__What you have to do__
Only the lines from the one containing "Tag each instance of the ceiling fan blade" through the end of the records should be retyped, exactly and including both ends; pictures stay out.

--------

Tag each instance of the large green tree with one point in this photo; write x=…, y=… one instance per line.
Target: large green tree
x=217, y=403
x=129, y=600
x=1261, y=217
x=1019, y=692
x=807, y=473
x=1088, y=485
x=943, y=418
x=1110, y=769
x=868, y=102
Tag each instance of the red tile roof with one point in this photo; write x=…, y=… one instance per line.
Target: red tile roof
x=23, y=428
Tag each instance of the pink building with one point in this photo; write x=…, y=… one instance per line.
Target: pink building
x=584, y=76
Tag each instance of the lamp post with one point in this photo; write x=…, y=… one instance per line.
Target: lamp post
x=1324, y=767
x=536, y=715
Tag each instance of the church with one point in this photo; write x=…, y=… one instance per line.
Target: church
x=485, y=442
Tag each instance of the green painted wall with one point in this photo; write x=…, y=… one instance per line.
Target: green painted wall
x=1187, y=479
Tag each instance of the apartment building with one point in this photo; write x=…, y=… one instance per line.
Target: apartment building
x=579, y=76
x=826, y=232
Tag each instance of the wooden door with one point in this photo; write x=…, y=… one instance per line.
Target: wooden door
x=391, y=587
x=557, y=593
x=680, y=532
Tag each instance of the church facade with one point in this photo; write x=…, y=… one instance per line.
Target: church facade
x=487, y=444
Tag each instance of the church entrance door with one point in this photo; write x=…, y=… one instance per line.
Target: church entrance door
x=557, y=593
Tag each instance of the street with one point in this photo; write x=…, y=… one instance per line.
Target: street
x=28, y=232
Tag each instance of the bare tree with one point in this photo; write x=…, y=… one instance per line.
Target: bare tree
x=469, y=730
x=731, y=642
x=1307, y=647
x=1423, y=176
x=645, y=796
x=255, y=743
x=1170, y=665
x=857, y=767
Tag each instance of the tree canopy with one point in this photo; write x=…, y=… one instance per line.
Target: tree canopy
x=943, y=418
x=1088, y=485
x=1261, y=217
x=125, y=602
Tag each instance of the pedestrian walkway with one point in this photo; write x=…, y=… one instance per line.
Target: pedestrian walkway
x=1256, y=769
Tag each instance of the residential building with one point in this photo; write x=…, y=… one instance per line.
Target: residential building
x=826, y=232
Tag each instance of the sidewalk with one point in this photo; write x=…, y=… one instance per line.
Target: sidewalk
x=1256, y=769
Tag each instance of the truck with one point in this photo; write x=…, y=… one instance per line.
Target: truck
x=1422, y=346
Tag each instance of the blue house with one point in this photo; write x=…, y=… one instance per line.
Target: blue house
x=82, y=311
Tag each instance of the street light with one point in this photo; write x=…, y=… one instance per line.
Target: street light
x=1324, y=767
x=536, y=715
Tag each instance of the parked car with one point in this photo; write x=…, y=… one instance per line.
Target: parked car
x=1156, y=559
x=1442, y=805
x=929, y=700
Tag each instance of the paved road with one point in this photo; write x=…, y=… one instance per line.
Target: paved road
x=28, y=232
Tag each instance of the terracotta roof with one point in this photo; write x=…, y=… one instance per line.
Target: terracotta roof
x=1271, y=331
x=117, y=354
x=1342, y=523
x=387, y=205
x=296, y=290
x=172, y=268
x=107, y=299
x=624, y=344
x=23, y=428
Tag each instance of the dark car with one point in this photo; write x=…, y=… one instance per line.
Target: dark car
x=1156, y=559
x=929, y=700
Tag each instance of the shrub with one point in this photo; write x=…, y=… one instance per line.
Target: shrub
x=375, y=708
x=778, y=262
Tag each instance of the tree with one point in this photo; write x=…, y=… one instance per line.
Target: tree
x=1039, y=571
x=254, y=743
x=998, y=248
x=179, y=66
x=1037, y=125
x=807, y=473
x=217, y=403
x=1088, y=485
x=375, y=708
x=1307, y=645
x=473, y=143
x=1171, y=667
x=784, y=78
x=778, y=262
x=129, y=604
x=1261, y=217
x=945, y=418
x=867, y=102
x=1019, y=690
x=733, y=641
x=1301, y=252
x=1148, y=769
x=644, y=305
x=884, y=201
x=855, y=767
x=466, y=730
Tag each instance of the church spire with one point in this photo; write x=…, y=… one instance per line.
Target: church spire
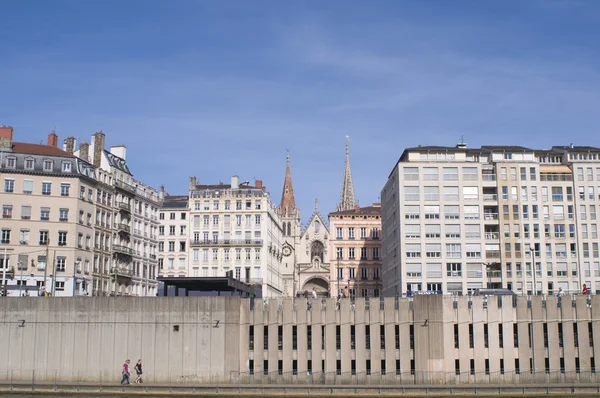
x=347, y=200
x=288, y=202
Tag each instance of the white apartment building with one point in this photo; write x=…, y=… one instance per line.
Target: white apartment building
x=458, y=219
x=173, y=236
x=235, y=227
x=47, y=208
x=128, y=224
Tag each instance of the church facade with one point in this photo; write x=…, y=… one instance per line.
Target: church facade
x=305, y=264
x=307, y=253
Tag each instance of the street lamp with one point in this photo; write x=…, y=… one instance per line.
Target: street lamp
x=532, y=250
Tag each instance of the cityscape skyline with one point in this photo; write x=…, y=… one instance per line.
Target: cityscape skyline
x=239, y=79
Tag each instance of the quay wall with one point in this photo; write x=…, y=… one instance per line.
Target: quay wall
x=422, y=340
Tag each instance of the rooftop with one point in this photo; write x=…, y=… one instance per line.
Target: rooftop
x=374, y=210
x=39, y=149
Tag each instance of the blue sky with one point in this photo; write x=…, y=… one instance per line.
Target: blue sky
x=214, y=89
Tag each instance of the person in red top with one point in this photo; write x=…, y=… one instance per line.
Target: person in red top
x=126, y=374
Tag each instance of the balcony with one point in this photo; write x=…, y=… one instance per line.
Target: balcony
x=123, y=250
x=492, y=236
x=124, y=186
x=494, y=274
x=123, y=227
x=227, y=242
x=122, y=272
x=124, y=206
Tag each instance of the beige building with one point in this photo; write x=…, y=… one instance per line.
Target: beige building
x=127, y=219
x=48, y=205
x=174, y=237
x=459, y=219
x=356, y=244
x=305, y=250
x=234, y=227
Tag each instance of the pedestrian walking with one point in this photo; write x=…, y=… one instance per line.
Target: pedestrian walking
x=138, y=371
x=125, y=372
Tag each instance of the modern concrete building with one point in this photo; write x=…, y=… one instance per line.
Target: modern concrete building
x=235, y=227
x=456, y=219
x=47, y=207
x=174, y=237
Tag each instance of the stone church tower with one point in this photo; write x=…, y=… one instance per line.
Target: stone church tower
x=290, y=216
x=347, y=199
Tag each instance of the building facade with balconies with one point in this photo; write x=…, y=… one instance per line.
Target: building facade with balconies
x=173, y=237
x=235, y=227
x=129, y=218
x=47, y=211
x=355, y=245
x=458, y=219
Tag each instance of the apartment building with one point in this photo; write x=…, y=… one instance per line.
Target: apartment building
x=173, y=237
x=235, y=227
x=47, y=208
x=458, y=219
x=128, y=218
x=356, y=270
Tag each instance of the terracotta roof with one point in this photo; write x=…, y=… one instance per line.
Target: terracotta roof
x=224, y=186
x=39, y=149
x=369, y=210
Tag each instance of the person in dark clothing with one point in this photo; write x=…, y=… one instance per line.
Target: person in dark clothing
x=125, y=373
x=138, y=371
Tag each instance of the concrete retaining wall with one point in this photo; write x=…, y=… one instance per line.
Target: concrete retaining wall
x=425, y=340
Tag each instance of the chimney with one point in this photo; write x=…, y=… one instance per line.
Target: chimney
x=53, y=140
x=69, y=144
x=119, y=150
x=99, y=139
x=6, y=137
x=192, y=183
x=84, y=151
x=235, y=182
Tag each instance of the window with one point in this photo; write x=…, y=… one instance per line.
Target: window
x=431, y=193
x=60, y=263
x=453, y=231
x=24, y=236
x=413, y=250
x=411, y=173
x=46, y=188
x=413, y=270
x=6, y=211
x=62, y=238
x=9, y=185
x=454, y=269
x=45, y=213
x=5, y=236
x=63, y=215
x=410, y=193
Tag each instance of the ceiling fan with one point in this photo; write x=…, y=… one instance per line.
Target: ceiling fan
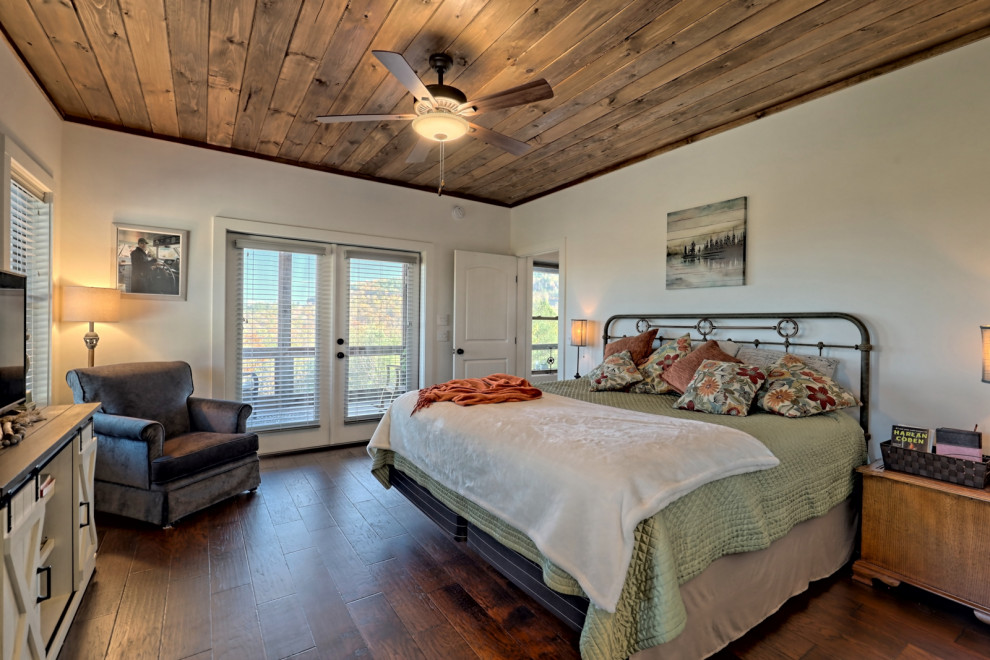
x=441, y=110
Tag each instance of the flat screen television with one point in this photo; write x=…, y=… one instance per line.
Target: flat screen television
x=13, y=340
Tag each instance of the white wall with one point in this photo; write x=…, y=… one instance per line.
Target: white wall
x=874, y=201
x=115, y=177
x=26, y=116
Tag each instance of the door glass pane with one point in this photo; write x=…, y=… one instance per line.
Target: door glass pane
x=278, y=338
x=546, y=288
x=383, y=333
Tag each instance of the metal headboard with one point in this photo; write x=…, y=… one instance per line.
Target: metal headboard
x=786, y=326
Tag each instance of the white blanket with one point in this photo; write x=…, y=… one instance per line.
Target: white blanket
x=556, y=469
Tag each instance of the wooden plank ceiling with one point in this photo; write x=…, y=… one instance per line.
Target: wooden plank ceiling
x=631, y=78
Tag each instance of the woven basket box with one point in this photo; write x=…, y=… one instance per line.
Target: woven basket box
x=944, y=468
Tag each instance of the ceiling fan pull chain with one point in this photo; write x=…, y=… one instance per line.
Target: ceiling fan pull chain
x=440, y=189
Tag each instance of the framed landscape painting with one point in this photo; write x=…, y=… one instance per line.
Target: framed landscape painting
x=150, y=262
x=706, y=245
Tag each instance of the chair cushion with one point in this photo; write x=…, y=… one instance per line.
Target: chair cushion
x=189, y=453
x=147, y=390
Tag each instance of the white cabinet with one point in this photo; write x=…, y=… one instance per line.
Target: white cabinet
x=49, y=540
x=84, y=465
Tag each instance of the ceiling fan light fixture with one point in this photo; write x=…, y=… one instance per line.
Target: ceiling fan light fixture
x=440, y=126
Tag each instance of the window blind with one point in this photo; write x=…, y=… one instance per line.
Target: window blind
x=383, y=330
x=546, y=294
x=278, y=348
x=30, y=255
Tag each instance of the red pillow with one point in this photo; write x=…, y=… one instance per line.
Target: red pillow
x=640, y=346
x=680, y=374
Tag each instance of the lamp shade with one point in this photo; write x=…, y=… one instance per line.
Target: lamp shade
x=579, y=332
x=90, y=304
x=985, y=329
x=440, y=126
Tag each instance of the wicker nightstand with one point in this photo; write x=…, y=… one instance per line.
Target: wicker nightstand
x=932, y=534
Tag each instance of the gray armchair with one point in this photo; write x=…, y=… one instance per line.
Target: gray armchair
x=162, y=453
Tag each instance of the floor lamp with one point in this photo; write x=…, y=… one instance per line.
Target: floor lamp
x=90, y=305
x=579, y=338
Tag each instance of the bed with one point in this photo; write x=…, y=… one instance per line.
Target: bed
x=715, y=562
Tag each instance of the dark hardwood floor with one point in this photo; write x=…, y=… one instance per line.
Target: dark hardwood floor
x=322, y=562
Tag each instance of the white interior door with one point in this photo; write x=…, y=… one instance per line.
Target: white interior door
x=485, y=291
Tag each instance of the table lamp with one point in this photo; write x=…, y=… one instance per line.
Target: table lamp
x=92, y=305
x=579, y=338
x=985, y=329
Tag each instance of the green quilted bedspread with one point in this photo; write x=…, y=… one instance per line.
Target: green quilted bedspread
x=736, y=514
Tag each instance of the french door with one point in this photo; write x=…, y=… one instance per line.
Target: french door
x=376, y=342
x=323, y=337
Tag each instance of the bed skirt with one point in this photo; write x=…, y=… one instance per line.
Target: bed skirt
x=731, y=596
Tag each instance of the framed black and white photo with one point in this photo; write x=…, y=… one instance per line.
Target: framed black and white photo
x=706, y=245
x=150, y=261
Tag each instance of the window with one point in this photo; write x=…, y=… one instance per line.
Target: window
x=382, y=291
x=546, y=288
x=30, y=255
x=278, y=319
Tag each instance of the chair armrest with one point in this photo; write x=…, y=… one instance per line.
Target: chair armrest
x=218, y=415
x=126, y=448
x=129, y=428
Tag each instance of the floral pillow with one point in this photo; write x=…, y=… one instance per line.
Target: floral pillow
x=658, y=362
x=795, y=390
x=767, y=359
x=723, y=388
x=639, y=346
x=617, y=372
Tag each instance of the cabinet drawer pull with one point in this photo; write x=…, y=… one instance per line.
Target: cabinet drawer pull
x=48, y=585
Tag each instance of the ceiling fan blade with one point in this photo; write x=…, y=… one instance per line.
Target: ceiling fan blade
x=337, y=119
x=537, y=90
x=420, y=151
x=503, y=142
x=398, y=67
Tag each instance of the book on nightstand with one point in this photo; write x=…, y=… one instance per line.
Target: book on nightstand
x=911, y=437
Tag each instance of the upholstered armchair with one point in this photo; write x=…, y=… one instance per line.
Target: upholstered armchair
x=162, y=453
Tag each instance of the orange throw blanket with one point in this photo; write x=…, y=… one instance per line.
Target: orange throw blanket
x=496, y=388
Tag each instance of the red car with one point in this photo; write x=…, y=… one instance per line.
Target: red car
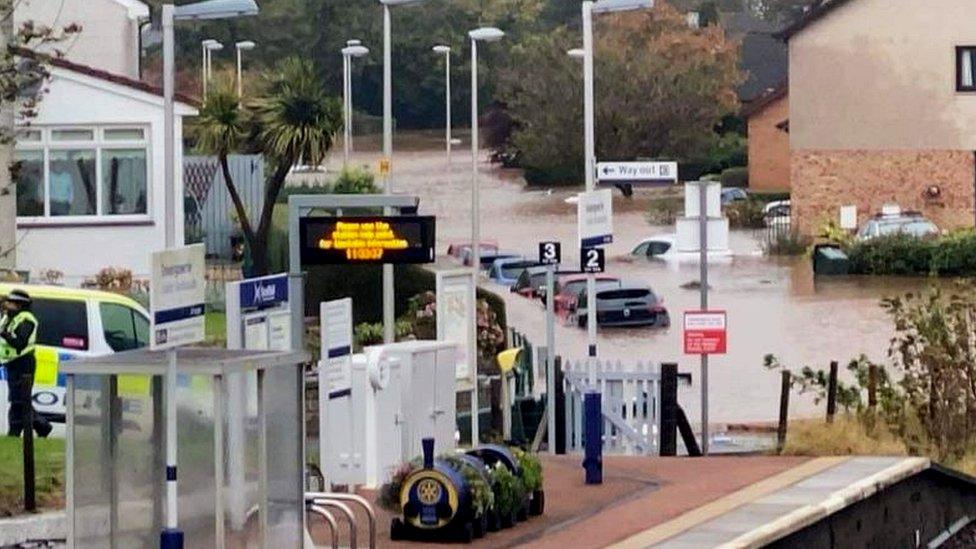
x=569, y=287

--------

__Answer__
Tag each instance of the ceiling fan blade with one point in this photo; write x=…, y=… one instance per line.
Target: ceiling fan blade
x=337, y=119
x=537, y=90
x=420, y=151
x=503, y=142
x=398, y=67
Tag each instance of the book on nightstand with one point in this photo; write x=…, y=… one instance per line.
Target: book on nightstand
x=911, y=437
Tag each instance of the upholstered armchair with one point in this photo; write x=…, y=… one instance per line.
Target: upholstered armchair
x=162, y=453
Tag each instance of the orange throw blanket with one point in this photo; write x=…, y=… one instance per line.
Target: orange throw blanket
x=496, y=388
Tag each instance of the red car with one point in this photo; write x=…, y=… one instance per line.
Target: red car
x=569, y=287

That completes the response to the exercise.